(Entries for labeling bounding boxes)
# # #
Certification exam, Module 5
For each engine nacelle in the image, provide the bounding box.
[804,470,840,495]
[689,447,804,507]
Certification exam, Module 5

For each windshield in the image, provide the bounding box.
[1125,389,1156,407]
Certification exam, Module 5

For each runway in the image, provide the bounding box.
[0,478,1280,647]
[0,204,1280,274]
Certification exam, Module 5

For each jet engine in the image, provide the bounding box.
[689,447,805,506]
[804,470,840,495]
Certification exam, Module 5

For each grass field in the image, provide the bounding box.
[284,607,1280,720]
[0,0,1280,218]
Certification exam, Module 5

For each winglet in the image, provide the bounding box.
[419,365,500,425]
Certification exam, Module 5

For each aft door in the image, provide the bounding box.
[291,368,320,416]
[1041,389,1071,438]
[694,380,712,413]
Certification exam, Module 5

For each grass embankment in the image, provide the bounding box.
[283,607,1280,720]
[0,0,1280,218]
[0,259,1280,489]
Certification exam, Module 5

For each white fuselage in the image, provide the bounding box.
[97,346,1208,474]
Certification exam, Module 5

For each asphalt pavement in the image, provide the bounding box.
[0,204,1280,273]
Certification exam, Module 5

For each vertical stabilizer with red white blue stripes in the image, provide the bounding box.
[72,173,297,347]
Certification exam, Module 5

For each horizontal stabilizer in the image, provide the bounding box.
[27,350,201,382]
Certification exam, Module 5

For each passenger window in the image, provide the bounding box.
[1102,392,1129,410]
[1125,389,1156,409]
# # #
Select and copy every line of the material above that contains the word "white". Treat uppercase and lowercase letters as different.

## EXERCISE RESPONSE
For each white fuselage in the image, provide the bounding box.
For each vertical stabilizer with red white blue stripes in the image, provide the bounding box.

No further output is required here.